What the task requires = Make an exact copy of the records below, leaving every image out.

Source data:

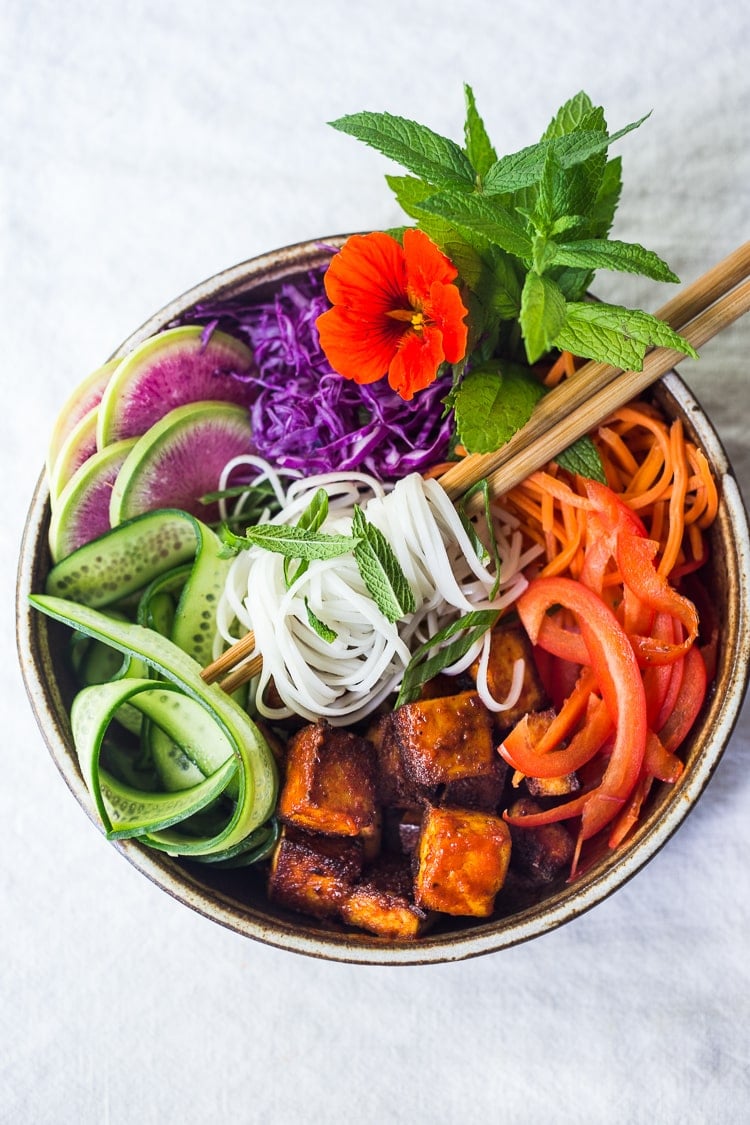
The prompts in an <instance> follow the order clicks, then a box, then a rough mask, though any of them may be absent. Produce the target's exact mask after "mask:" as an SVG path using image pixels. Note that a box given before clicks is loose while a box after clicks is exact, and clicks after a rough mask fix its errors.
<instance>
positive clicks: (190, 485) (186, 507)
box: [109, 402, 252, 528]
mask: <svg viewBox="0 0 750 1125" xmlns="http://www.w3.org/2000/svg"><path fill="white" fill-rule="evenodd" d="M251 439H252V430H251V425H250V416H249V414H247V411H246V409H245V407H244V406H236V405H234V404H233V403H215V402H202V403H188V404H187V405H184V406H178V407H177V409H173V411H170V412H169V414H166V415H165V416H164V417H163V418H162V420H161V422H157V423H156V424H155V425H152V426H151V429H150V430H148V432H147V433H145V434H144V435H143V436H142V438H138V439H137V441H136V442H135V444H134V445H133V448H132V449H130V451H129V453H128V456H127V459H126V461H125V463H124V465H123V467H121V469H120V471H119V474H118V476H117V480H116V481H115V487H114V488H112V495H111V503H110V507H109V519H110V521H111V525H112V528H114V526H116V525H117V524H118V523H121V522H123V521H124V520H129V519H132V517H133V516H134V515H141V514H142V513H143V512H150V511H153V510H155V508H162V507H178V508H182V511H184V512H190V513H191V514H192V515H196V516H198V517H199V519H201V520H202V521H204V522H206V523H211V522H214V521H216V520H218V517H219V513H218V506H217V505H216V504H213V505H208V506H207V505H205V504H201V503H200V497H201V496H204V495H205V494H206V493H209V492H214V490H215V489H216V488H217V487H218V483H219V477H220V474H222V469H223V468H224V466H225V465H226V463H227V461H229V460H231V459H232V458H233V457H236V456H238V454H240V453H246V452H247V451H249V450H250V449H251Z"/></svg>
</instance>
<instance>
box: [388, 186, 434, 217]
mask: <svg viewBox="0 0 750 1125" xmlns="http://www.w3.org/2000/svg"><path fill="white" fill-rule="evenodd" d="M386 183H387V185H388V187H389V188H390V190H391V191H392V192H394V195H395V196H396V203H397V204H398V206H399V207H400V208H401V209H403V210H405V212H406V214H407V215H409V216H410V217H412V218H418V217H419V215H421V212H419V204H421V203H423V201H424V200H425V199H428V198H430V197H431V196H434V194H435V189H434V187H433V186H432V183H425V181H424V180H418V179H417V178H416V177H414V176H387V177H386Z"/></svg>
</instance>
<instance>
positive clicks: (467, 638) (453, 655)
mask: <svg viewBox="0 0 750 1125" xmlns="http://www.w3.org/2000/svg"><path fill="white" fill-rule="evenodd" d="M499 615H500V614H499V611H498V610H473V611H472V612H471V613H467V614H464V616H462V618H458V620H457V621H453V622H451V624H450V625H445V628H444V629H441V630H440V632H436V633H435V636H434V637H433V638H432V639H431V640H428V641H425V643H424V645H421V646H419V648H418V649H416V651H415V652H414V654H413V656H412V659H410V660H409V663H408V664H407V666H406V668H405V670H404V677H403V679H401V687H400V691H399V693H398V697H397V700H396V703H395V706H396V708H399V706H403V705H404V704H405V703H412V702H413V701H414V700H415V699H417V697H418V695H419V688H421V687H422V685H423V684H426V683H427V681H428V679H433V678H434V677H435V676H436V675H437V674H439V673H441V672H442V670H443V668H450V666H451V665H452V664H455V661H457V660H460V659H461V657H462V656H466V654H467V652H468V651H469V649H470V648H471V646H472V645H475V643H476V642H477V641H478V640H480V639H481V638H482V637H484V636H485V633H486V632H487V630H488V629H491V628H493V627H494V625H495V623H496V622H497V619H498V618H499ZM453 638H455V639H453ZM449 642H450V643H449Z"/></svg>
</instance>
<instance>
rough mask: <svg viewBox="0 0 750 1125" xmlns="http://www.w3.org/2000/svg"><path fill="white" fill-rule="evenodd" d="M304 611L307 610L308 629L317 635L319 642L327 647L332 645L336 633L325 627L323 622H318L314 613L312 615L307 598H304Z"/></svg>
mask: <svg viewBox="0 0 750 1125" xmlns="http://www.w3.org/2000/svg"><path fill="white" fill-rule="evenodd" d="M305 609H306V610H307V620H308V622H309V625H310V629H313V630H314V632H316V633H317V634H318V637H319V638H320V640H324V641H326V642H327V643H328V645H333V642H334V641H335V640H336V638H337V637H338V633H337V632H334V630H333V629H331V627H329V625H327V624H326V623H325V621H320V619H319V618H318V616H317V615H316V614H315V613H313V610H311V609H310V605H309V602H308V601H307V598H305Z"/></svg>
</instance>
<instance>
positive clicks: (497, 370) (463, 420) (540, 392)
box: [453, 362, 544, 453]
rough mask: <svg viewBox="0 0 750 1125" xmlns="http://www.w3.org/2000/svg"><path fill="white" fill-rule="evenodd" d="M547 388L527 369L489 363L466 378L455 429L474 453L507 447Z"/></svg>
mask: <svg viewBox="0 0 750 1125" xmlns="http://www.w3.org/2000/svg"><path fill="white" fill-rule="evenodd" d="M543 394H544V388H543V387H542V385H541V384H540V382H539V381H537V380H536V379H535V378H534V376H533V375H532V373H531V371H528V370H527V368H524V367H519V366H516V364H515V363H497V362H496V363H493V364H490V363H488V364H487V366H486V367H482V368H477V369H476V370H475V371H470V372H469V375H467V376H464V378H463V380H462V382H461V385H460V386H459V388H458V390H457V393H455V398H454V405H453V408H454V412H455V426H457V431H458V434H459V438H460V440H461V442H462V443H463V444H464V445H466V448H467V450H468V451H469V452H470V453H489V452H493V451H494V450H496V449H499V448H500V445H503V444H505V442H506V441H508V439H509V438H512V436H513V434H514V433H515V432H516V431H517V430H521V427H522V426H523V425H525V424H526V422H527V421H528V418H530V417H531V414H532V411H533V409H534V406H535V405H536V403H537V402H539V399H540V398H541V397H542V395H543Z"/></svg>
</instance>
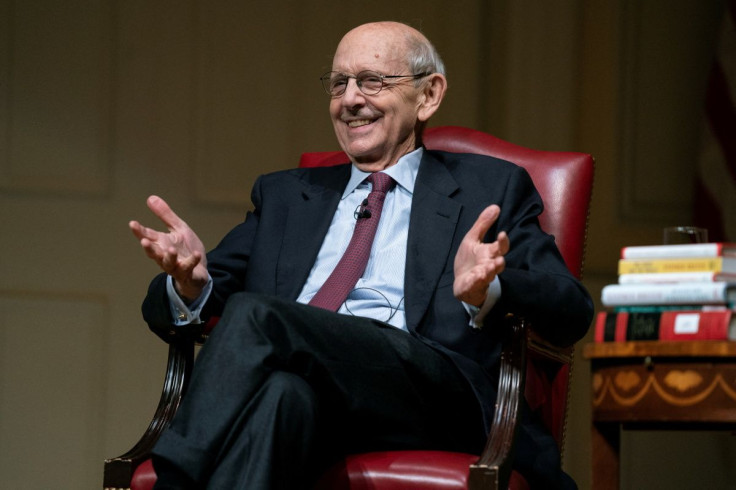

Reply to the exercise =
The prompts in an <instance> follow the order clicks, then a box, then a rough mask, though any of them may be absent. Produce the target's exact mask after "mask:" as an SVG path using image pixels. Note that a box given before clicks is loose while a box after clicks is exact, and clicks after a rough mask fix its errors.
<instance>
positive clicks: (190, 485) (186, 507)
box: [109, 402, 252, 528]
mask: <svg viewBox="0 0 750 1125" xmlns="http://www.w3.org/2000/svg"><path fill="white" fill-rule="evenodd" d="M251 439H252V430H251V425H250V416H249V414H247V411H246V409H245V407H244V406H236V405H234V404H233V403H215V402H202V403H188V404H187V405H184V406H178V407H177V409H173V411H170V412H169V414H166V415H165V416H164V417H163V418H162V420H161V422H157V423H156V424H155V425H152V426H151V429H150V430H148V432H147V433H145V434H144V435H143V436H142V438H138V439H137V441H136V442H135V444H134V445H133V448H132V449H130V451H129V453H128V456H127V459H126V461H125V463H124V465H123V467H121V469H120V471H119V474H118V476H117V480H116V481H115V487H114V488H112V495H111V503H110V507H109V519H110V521H111V525H112V528H114V526H116V525H117V524H118V523H121V522H123V521H124V520H129V519H132V517H133V516H134V515H141V514H142V513H143V512H150V511H153V510H155V508H162V507H178V508H182V511H184V512H190V513H191V514H192V515H196V516H198V517H199V519H201V520H202V521H204V522H206V523H211V522H214V521H216V520H218V517H219V513H218V506H217V505H216V504H213V505H208V506H207V505H205V504H201V503H200V497H201V496H204V495H205V494H206V493H209V492H214V490H215V489H216V488H217V487H218V483H219V477H220V474H222V469H223V468H224V466H225V465H226V463H227V461H229V460H231V459H232V458H233V457H236V456H238V454H240V453H246V452H247V451H249V450H250V449H251Z"/></svg>
</instance>
<instance>
box: [388, 186, 434, 217]
mask: <svg viewBox="0 0 750 1125" xmlns="http://www.w3.org/2000/svg"><path fill="white" fill-rule="evenodd" d="M386 183H387V185H388V187H389V188H390V190H391V191H392V192H394V195H395V196H396V203H397V204H398V206H399V207H400V208H401V209H403V210H405V212H406V214H407V215H409V216H410V217H412V218H418V217H419V215H421V212H419V204H421V203H423V201H424V200H425V199H428V198H430V197H431V196H434V194H435V189H434V187H433V186H432V183H425V181H424V180H418V179H417V178H416V177H414V176H387V177H386Z"/></svg>
</instance>
<instance>
positive clicks: (467, 638) (453, 655)
mask: <svg viewBox="0 0 750 1125" xmlns="http://www.w3.org/2000/svg"><path fill="white" fill-rule="evenodd" d="M499 615H500V614H499V611H498V610H473V611H472V612H471V613H467V614H464V616H462V618H458V620H457V621H453V622H451V624H450V625H445V628H444V629H441V630H440V632H436V633H435V636H434V637H433V638H432V639H431V640H428V641H425V643H424V645H421V646H419V648H418V649H416V651H415V652H414V654H413V656H412V659H410V660H409V663H408V664H407V666H406V668H405V670H404V677H403V679H401V687H400V691H399V693H398V697H397V700H396V703H395V706H396V708H399V706H403V705H404V704H405V703H412V702H413V701H414V700H415V699H417V697H418V695H419V688H421V687H422V685H423V684H426V683H427V681H428V679H433V678H434V677H435V676H436V675H437V674H439V673H441V672H442V670H443V668H450V666H451V665H452V664H455V661H457V660H460V659H461V657H462V656H466V654H467V652H468V651H469V649H470V648H471V646H472V645H475V643H476V642H477V641H478V640H480V639H481V638H482V637H484V636H485V633H486V632H487V630H488V629H491V628H493V627H494V625H495V623H496V622H497V619H498V618H499ZM453 638H455V639H453ZM449 642H450V643H449Z"/></svg>
</instance>
<instance>
rough mask: <svg viewBox="0 0 750 1125" xmlns="http://www.w3.org/2000/svg"><path fill="white" fill-rule="evenodd" d="M304 611L307 610L308 629L317 635L319 642L327 647L332 645L336 633L325 627L323 622H318L314 613L312 615L307 598H304Z"/></svg>
mask: <svg viewBox="0 0 750 1125" xmlns="http://www.w3.org/2000/svg"><path fill="white" fill-rule="evenodd" d="M305 609H306V610H307V620H308V622H309V625H310V629H313V630H314V632H316V633H317V634H318V637H319V638H320V640H324V641H326V642H327V643H328V645H333V642H334V641H335V640H336V638H337V637H338V633H337V632H334V630H333V629H331V627H329V625H327V624H326V623H325V621H320V619H319V618H318V616H317V615H316V614H315V613H313V610H311V609H310V605H309V602H308V601H307V598H305Z"/></svg>
</instance>
<instance>
positive clicks: (497, 370) (463, 420) (540, 392)
box: [453, 362, 544, 453]
rough mask: <svg viewBox="0 0 750 1125" xmlns="http://www.w3.org/2000/svg"><path fill="white" fill-rule="evenodd" d="M547 388L527 369L489 363L466 378L455 429L474 453L507 447Z"/></svg>
mask: <svg viewBox="0 0 750 1125" xmlns="http://www.w3.org/2000/svg"><path fill="white" fill-rule="evenodd" d="M543 394H544V388H543V387H542V385H541V384H540V382H539V381H537V380H536V379H535V378H534V376H533V375H532V373H531V371H528V370H527V368H524V367H519V366H516V364H515V363H497V362H496V363H493V364H490V363H488V364H487V366H486V367H482V368H477V369H476V370H475V371H470V372H469V375H467V376H464V378H463V380H462V382H461V385H460V386H459V388H458V390H457V393H455V398H454V405H453V408H454V412H455V426H457V431H458V434H459V438H460V440H461V442H462V443H463V444H464V445H466V448H467V450H468V451H469V452H470V453H489V452H493V451H494V450H496V449H499V448H500V445H503V444H505V442H506V441H508V439H509V438H512V436H513V434H514V433H515V432H516V431H517V430H521V427H522V426H523V425H525V424H526V422H527V421H528V418H530V417H531V414H532V411H533V409H534V406H535V405H536V403H537V402H539V399H540V398H541V397H542V395H543Z"/></svg>
</instance>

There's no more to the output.